- **WHAT IS REQUIRED**:
Below are the records; tally the lines in them that include the word "monument" and reply with the number alone.

[Referring expression pointing data]
"""

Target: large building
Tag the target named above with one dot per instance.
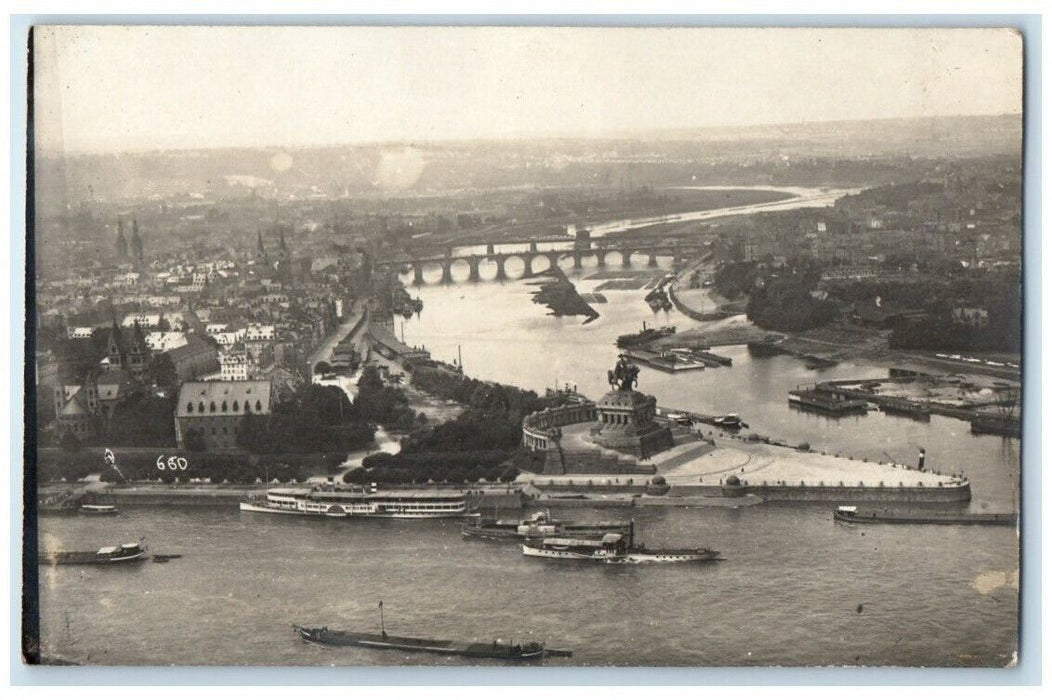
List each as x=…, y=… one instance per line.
x=195, y=358
x=215, y=411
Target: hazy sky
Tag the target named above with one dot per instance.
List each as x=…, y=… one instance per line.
x=125, y=88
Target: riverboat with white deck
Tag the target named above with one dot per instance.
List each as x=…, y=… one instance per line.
x=121, y=554
x=360, y=503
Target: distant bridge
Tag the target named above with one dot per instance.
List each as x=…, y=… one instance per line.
x=579, y=253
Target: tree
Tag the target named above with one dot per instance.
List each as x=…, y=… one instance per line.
x=195, y=440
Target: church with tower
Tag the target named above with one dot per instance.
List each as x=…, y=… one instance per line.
x=128, y=252
x=615, y=435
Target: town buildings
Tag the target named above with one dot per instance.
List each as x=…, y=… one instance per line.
x=214, y=412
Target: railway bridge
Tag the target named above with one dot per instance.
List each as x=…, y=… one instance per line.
x=603, y=254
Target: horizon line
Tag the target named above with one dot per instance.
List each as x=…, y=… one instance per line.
x=611, y=136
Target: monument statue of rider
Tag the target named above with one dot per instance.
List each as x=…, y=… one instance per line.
x=624, y=376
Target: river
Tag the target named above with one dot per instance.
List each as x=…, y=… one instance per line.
x=794, y=588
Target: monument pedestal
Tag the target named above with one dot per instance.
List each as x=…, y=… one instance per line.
x=625, y=422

"""

- **SOLUTION TO THE PROBLEM**:
2